Could you print every line of the rows below verbatim, leaving the pictures out?

· · · · ·

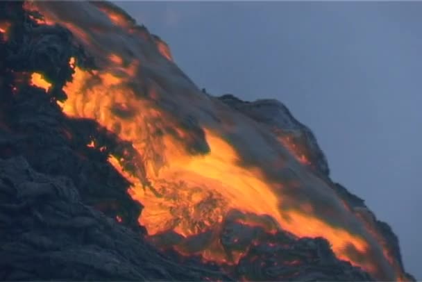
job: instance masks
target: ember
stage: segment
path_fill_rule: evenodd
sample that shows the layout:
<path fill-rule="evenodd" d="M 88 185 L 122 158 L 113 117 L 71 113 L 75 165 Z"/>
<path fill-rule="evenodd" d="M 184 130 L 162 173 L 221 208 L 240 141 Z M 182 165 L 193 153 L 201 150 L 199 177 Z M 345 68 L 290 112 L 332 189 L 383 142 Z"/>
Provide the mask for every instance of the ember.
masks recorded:
<path fill-rule="evenodd" d="M 31 14 L 34 31 L 26 32 L 47 59 L 31 58 L 31 72 L 22 72 L 35 87 L 17 88 L 21 110 L 10 119 L 17 132 L 30 128 L 41 139 L 17 147 L 28 148 L 37 168 L 76 179 L 90 205 L 135 230 L 140 241 L 145 235 L 178 261 L 217 267 L 235 280 L 410 279 L 390 233 L 330 180 L 314 138 L 283 106 L 257 102 L 283 115 L 274 119 L 255 102 L 204 94 L 164 42 L 112 4 L 26 3 L 28 13 L 44 17 Z M 49 44 L 57 48 L 54 59 L 45 53 Z M 19 48 L 22 58 L 33 53 Z M 24 116 L 48 107 L 55 118 Z M 40 134 L 46 126 L 71 151 L 51 158 L 54 165 L 44 164 L 49 154 L 35 156 L 44 139 L 62 147 Z M 133 203 L 142 204 L 140 215 Z"/>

· · · · ·

**FULL SOLUTION:**
job: instance masks
target: ember
stage: segment
path_fill_rule: evenodd
sample that shows the layout:
<path fill-rule="evenodd" d="M 88 185 L 122 158 L 113 117 L 71 113 L 75 165 Z"/>
<path fill-rule="evenodd" d="M 184 130 L 162 173 L 221 208 L 240 141 Z M 182 165 L 193 153 L 201 150 L 199 177 Z M 345 68 L 290 112 L 332 189 L 383 142 Z"/>
Provide the mask for every instance of the ember.
masks recorded:
<path fill-rule="evenodd" d="M 31 14 L 34 31 L 26 32 L 47 59 L 31 58 L 31 72 L 22 72 L 35 87 L 17 88 L 21 110 L 10 119 L 17 132 L 30 128 L 41 139 L 17 147 L 28 148 L 37 168 L 76 179 L 90 205 L 135 230 L 140 241 L 145 235 L 178 261 L 217 267 L 235 280 L 410 279 L 390 233 L 330 180 L 314 138 L 283 106 L 257 102 L 283 115 L 274 119 L 255 102 L 204 94 L 164 42 L 112 4 L 26 3 L 28 13 L 44 17 Z M 49 44 L 57 48 L 54 59 L 45 53 Z M 19 48 L 22 58 L 33 53 Z M 24 116 L 48 107 L 55 118 Z M 40 134 L 46 126 L 71 151 L 51 158 L 54 165 L 44 164 L 49 154 L 35 156 L 44 139 L 62 147 Z M 133 203 L 142 204 L 140 215 Z"/>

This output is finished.